- _DATA FOR THIS EXERCISE_:
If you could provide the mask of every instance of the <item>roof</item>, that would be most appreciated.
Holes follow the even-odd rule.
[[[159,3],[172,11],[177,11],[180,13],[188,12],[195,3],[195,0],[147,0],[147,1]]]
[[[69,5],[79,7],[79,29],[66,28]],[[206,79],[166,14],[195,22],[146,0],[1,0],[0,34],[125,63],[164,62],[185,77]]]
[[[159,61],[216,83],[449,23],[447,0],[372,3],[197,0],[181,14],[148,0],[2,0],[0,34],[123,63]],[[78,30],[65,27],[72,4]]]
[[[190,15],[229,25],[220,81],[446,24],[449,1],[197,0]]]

- _WHAT IS BEING ASKED_:
What's wanted here is every record, retyped exactly as shown above.

- _COMPLETED TASK_:
If you could provide the mask of every instance of the <item>roof</item>, that would be most appreciated.
Holes follow the even-odd rule.
[[[159,3],[172,11],[177,11],[180,13],[188,12],[195,3],[195,0],[147,0],[147,1]]]
[[[69,5],[79,7],[79,29],[66,28]],[[206,79],[166,14],[195,22],[146,0],[1,0],[0,34],[125,63],[164,62],[185,77]]]
[[[159,61],[216,83],[449,23],[447,0],[372,3],[197,0],[181,14],[148,0],[2,0],[0,34],[123,63]],[[78,30],[65,27],[72,4]]]
[[[190,15],[229,25],[220,81],[446,24],[449,1],[197,0]]]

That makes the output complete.